Фундаментальной особенностью неолиберализма является «примитивное накопление», обеспечивающая разрушение производительного потенциала экономики и истощение человеческих ресурсов. Главной проблемой экономики примитивного накопления служит дефицит инвестиций в развитие материальной инфраструктуры: строительство мостов и дорог, производство энергоресурсов, благоустройство городов, машиностроительную промышленность. Примитивное накопление разрушает образование, медицину, культуру, сохраняя редкие островки высоких технологий (в Силиконовой долине, например). В промышленности США сегодня сохраняется самая низкая почасовая заработная плата, низки производительность труда и качество продукции.

·····

*Перечень заданий*
a: Ответьте на вопросы по фрагменту о неолиберализме:
(i) Что названо главной проблемой экономики примитивного накопления?
(ii) Какое место приведено в качестве примера редких островков высоких технологий?
(iii) Какая почасовая заработная плата, согласно фрагменту, сохраняется сегодня в промышленности США?
b: Переведите на английский язык предложение из фрагмента о неолиберализме: «Примитивное накопление разрушает образование, медицину, культуру, сохраняя редкие островки высоких технологий (в Силиконовой долине, например)».
c: Продолжите фрагмент о неолиберализме, начав сразу после его последнего предложения.

*Предоставленные сведения*
·····

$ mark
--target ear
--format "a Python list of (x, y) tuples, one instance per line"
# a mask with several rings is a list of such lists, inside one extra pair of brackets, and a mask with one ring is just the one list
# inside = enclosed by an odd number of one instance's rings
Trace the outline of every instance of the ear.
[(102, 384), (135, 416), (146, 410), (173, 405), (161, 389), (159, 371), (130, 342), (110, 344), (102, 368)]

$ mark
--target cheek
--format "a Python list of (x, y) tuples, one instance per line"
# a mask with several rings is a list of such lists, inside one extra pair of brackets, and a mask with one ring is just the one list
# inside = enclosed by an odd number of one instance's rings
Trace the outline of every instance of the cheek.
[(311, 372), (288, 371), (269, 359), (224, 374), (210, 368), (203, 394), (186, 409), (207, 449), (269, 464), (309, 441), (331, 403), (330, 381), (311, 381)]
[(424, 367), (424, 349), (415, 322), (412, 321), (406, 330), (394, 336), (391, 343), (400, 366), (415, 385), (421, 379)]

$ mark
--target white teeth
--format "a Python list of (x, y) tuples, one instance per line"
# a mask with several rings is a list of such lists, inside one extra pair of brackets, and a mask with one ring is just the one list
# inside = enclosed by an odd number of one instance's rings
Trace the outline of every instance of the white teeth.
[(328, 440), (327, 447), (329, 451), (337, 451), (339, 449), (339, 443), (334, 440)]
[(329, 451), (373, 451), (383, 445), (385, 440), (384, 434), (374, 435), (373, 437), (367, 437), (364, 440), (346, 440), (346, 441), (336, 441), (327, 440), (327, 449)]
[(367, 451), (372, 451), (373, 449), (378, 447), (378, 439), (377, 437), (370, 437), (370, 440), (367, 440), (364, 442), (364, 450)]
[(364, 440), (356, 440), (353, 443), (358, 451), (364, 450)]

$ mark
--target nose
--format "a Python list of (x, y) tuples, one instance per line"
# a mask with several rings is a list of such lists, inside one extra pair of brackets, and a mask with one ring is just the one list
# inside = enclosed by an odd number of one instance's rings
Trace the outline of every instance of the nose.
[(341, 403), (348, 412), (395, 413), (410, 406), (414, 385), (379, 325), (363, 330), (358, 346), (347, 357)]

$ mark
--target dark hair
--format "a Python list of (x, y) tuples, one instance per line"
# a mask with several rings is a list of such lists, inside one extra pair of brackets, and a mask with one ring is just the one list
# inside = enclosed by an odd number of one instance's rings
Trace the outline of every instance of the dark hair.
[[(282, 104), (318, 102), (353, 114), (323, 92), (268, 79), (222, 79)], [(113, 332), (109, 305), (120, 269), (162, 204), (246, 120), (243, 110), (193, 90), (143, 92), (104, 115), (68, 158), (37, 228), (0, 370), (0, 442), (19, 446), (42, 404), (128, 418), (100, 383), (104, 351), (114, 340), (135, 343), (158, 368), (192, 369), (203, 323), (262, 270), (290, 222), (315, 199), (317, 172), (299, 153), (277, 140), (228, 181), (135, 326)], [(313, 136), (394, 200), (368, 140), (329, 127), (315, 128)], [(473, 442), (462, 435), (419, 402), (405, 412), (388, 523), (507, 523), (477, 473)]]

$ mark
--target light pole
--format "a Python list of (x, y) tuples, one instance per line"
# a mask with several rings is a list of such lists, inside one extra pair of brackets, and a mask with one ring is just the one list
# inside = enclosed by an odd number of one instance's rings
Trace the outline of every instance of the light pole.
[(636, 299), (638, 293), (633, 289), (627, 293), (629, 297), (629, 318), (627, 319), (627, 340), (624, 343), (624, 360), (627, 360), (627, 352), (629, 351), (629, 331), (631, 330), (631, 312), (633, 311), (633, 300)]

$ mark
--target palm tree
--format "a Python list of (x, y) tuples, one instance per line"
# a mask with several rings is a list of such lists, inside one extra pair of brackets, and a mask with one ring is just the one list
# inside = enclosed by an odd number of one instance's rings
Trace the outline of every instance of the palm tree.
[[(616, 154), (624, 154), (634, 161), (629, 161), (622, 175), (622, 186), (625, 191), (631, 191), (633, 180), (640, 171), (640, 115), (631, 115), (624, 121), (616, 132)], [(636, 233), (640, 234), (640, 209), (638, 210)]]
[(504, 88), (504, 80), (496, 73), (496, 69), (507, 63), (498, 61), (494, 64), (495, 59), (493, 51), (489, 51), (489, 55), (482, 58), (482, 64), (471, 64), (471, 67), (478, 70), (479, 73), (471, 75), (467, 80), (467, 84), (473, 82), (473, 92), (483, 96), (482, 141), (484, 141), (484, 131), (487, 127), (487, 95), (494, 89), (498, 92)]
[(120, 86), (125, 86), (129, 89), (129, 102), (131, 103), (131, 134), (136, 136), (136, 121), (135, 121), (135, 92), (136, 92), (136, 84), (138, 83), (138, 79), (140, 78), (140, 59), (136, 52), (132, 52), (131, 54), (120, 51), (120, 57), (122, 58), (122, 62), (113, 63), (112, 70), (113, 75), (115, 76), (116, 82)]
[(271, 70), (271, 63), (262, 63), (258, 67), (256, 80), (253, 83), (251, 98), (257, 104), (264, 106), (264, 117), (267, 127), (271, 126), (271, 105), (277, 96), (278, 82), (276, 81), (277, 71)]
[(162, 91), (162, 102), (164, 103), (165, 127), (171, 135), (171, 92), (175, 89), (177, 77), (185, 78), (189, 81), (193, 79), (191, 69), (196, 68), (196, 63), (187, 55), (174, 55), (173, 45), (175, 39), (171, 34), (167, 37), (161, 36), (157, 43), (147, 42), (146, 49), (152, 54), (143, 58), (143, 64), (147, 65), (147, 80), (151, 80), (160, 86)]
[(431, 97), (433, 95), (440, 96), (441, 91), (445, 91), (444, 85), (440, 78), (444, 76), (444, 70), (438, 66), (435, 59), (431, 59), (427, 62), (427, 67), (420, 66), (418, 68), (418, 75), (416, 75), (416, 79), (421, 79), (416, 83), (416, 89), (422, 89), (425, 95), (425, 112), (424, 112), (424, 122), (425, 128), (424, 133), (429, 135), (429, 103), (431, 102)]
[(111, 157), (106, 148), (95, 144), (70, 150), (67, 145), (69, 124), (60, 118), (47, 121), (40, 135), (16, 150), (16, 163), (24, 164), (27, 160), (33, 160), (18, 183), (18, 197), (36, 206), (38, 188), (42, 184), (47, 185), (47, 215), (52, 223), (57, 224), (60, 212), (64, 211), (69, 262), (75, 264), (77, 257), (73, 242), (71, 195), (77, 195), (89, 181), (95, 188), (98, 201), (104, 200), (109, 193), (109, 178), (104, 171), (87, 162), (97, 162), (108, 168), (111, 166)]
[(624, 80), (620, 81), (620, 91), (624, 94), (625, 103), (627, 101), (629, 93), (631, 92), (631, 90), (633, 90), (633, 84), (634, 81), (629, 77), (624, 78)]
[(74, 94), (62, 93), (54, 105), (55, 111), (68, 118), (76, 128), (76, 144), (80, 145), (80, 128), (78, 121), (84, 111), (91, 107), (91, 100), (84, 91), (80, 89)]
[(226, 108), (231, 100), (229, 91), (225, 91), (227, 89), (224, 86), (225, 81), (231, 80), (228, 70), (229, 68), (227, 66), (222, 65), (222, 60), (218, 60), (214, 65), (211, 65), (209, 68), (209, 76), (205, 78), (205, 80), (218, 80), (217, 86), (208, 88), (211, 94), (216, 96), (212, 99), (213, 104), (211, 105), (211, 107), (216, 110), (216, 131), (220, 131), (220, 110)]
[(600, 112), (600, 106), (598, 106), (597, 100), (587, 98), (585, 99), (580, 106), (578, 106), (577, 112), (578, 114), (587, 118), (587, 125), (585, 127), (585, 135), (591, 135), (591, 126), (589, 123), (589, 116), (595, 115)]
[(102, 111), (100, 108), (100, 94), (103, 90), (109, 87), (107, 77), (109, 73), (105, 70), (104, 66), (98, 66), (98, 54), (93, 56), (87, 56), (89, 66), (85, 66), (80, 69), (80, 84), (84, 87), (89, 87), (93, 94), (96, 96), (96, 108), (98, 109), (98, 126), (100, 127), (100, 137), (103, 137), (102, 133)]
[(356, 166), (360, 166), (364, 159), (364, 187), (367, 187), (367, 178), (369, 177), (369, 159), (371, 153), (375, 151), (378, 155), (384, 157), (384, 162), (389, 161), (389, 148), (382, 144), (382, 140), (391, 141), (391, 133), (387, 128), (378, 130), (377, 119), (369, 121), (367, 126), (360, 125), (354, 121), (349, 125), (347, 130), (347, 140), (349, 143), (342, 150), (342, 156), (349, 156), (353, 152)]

·····

*Ответы по заданиям*
a:
(i) Дефицит инвестиций в развитие материальной инфраструктуры.
(ii) Силиконовая долина.
(iii) Самая низкая.

b: Primitive accumulation destroys education, medicine and culture, while preserving rare islands of high technology (in Silicon Valley, for example).

c:
Тяжелейшее финансовое положение США и стран западного мира интересует нас исключительно в культурном разрезе: общество, находящееся под «Дамокловым мечом», неспособно к спокойной жизни, оно склонно к прожиганию средств в разросшемся до национальных размеров Лас-Вегасе. Итак, размывание сбережений и опустошение рынков капитала США приводит к необходимости глобального импорта капиталов для финансирования правительственного бюджетного дефицита. Чудовищная спекуляция недвижимостью дала значительный рост средств финансовых институтов и страховых компаний, что привело к росту задолженности частных лиц как следствие затрат на покупку товаров по кредитным карточкам при одновременном сокращении реальных доходов. Рост задолженности промышленного сектора приводит к простой ликвидации производственных мощностей, а разрегулирование финансового сектора основывается на финансовых спекуляциях типа «бросовых облигаций». При этом учащаются пиратские захваты собственности, принудительные слияния, финансируемые через негарантированные кредиты. В результате несбалансированные сделки, глобализация и жестокая конкуренция создают благодатные условия всеобщего кризиса мировой экономики, в которой Запад равен Америке и мировые управленческие решения исходят из США.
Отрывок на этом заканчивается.